» **Entries**:
*****

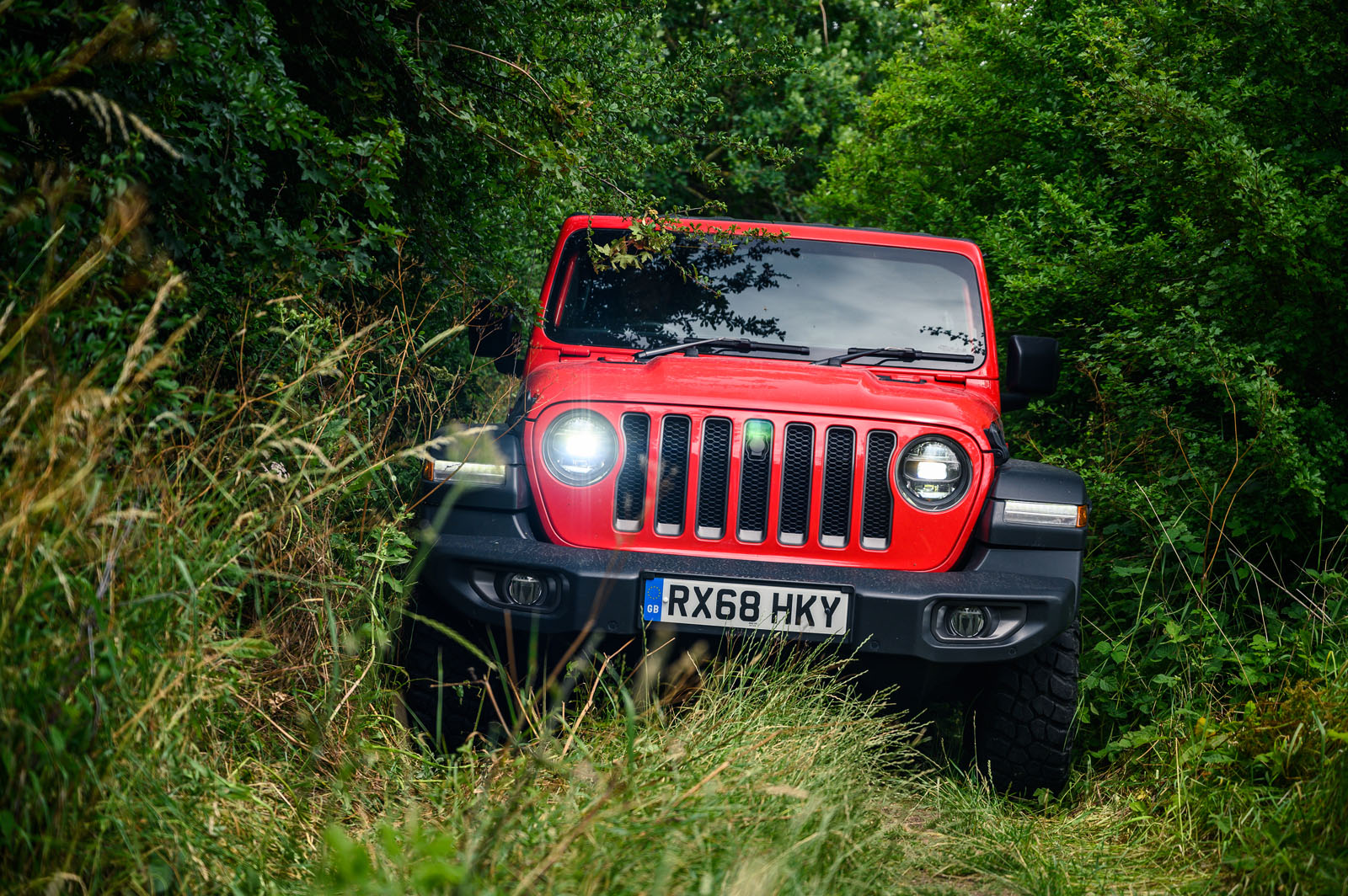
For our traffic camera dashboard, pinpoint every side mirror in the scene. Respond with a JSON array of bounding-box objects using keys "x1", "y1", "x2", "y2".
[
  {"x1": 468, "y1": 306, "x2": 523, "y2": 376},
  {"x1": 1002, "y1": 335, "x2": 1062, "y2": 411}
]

*****

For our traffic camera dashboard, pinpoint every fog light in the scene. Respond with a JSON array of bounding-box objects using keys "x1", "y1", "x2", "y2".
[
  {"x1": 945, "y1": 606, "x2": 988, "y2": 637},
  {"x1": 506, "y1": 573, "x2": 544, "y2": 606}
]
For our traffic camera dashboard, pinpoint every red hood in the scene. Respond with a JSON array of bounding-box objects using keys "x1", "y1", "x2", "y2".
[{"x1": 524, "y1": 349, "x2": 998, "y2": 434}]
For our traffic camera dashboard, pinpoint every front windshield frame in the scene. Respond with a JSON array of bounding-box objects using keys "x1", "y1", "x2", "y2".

*****

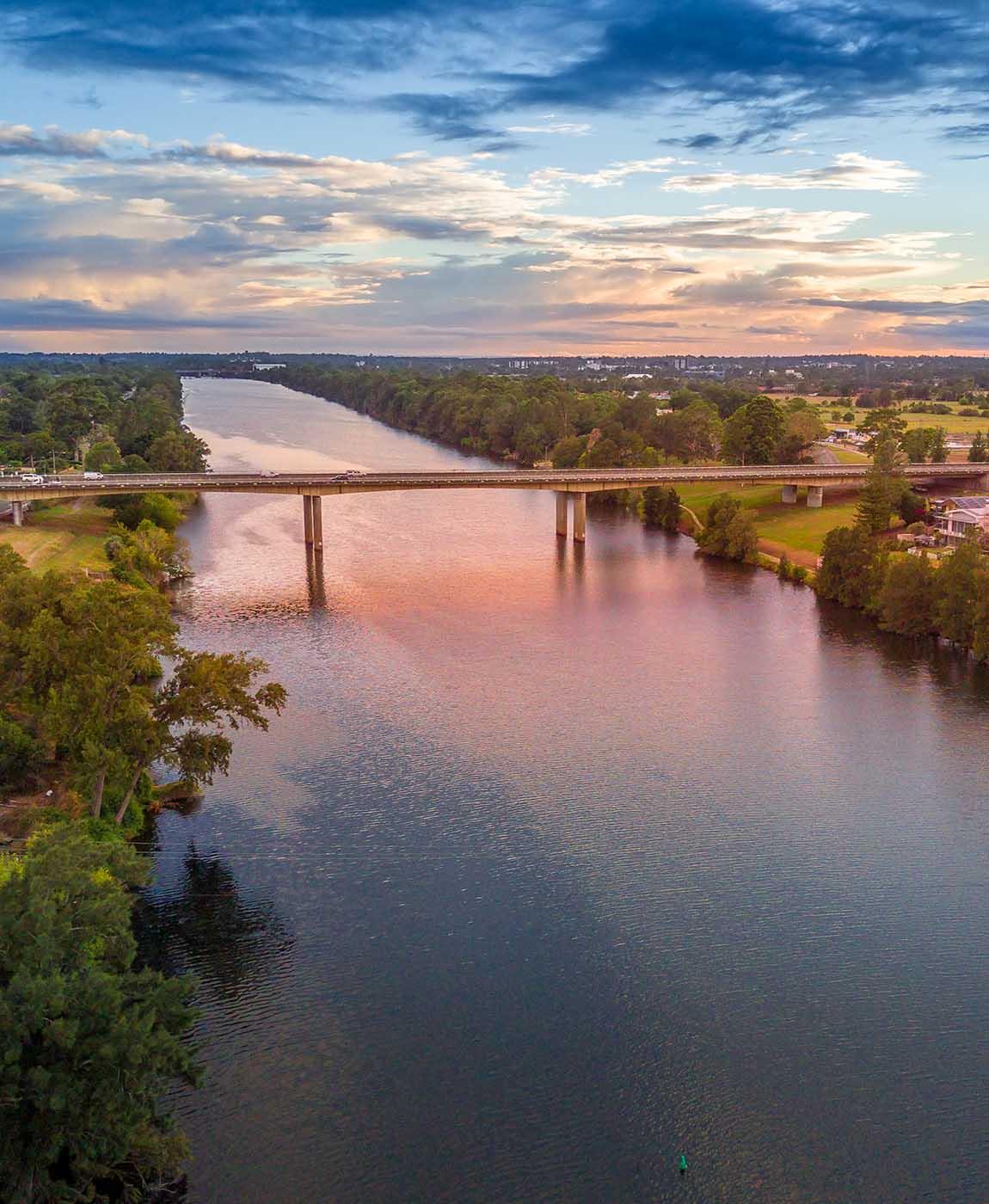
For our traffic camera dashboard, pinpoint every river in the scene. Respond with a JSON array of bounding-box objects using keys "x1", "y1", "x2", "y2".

*****

» **Brief**: From the data above, copy each line that contains the word "front".

» **Expected answer**:
For our traffic camera dashboard, pinpoint every front windshield frame in the scene. Respond with a JSON array of bounding-box objects using keys "x1", "y1", "x2", "y2".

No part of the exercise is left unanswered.